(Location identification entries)
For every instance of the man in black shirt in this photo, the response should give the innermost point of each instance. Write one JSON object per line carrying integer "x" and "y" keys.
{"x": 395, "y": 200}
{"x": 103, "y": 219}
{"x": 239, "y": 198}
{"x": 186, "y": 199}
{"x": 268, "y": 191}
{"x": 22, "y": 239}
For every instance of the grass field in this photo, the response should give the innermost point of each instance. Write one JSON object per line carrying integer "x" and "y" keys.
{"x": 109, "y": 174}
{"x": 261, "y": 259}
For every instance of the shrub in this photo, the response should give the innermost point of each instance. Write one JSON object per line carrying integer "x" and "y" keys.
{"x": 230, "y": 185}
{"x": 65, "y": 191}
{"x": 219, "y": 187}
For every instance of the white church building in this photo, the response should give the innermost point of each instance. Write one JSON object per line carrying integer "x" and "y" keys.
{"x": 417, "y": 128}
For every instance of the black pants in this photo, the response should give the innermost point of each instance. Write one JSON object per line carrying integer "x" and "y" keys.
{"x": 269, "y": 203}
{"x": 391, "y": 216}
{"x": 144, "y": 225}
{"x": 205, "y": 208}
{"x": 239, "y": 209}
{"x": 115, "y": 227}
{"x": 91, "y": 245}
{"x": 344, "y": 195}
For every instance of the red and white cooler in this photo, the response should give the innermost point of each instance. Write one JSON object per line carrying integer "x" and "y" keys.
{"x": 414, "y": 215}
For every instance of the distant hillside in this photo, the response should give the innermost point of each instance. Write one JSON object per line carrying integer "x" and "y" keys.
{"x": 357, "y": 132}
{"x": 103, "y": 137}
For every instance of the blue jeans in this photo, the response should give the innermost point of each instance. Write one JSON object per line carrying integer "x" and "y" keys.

EXERCISE PROMPT:
Edit the records from the line containing "For every instance of the white" through the last line of the records, putting "central" wherever "innermost" appears and leaving everything else the same. Give back only those lines.

THE RESULT:
For every instance of the white church building in this photo, the response should give the central point of each instance. Write one JSON object per line carrying integer "x" and "y" keys.
{"x": 417, "y": 128}
For every instance of the black pants in this photo, the response should give the central point of each instance. Write one JSON object per line carrying integer "x" and "y" keys.
{"x": 269, "y": 203}
{"x": 391, "y": 216}
{"x": 144, "y": 225}
{"x": 205, "y": 208}
{"x": 239, "y": 209}
{"x": 115, "y": 227}
{"x": 91, "y": 245}
{"x": 344, "y": 195}
For every instance of the red and white cooler in this photo, the response should give the central point of each instance. Write one JSON object per line carrying integer "x" and "y" keys.
{"x": 414, "y": 215}
For every instance of the distant hillside in this photo, the response should give the central point of each instance. Write one JSON object per line carrying integer "x" and "y" keys.
{"x": 357, "y": 132}
{"x": 103, "y": 137}
For every instance of the blue jeans in this photo, the response should give the central point of each instance. Write one JSON object per line carrying integer "x" and "y" keys.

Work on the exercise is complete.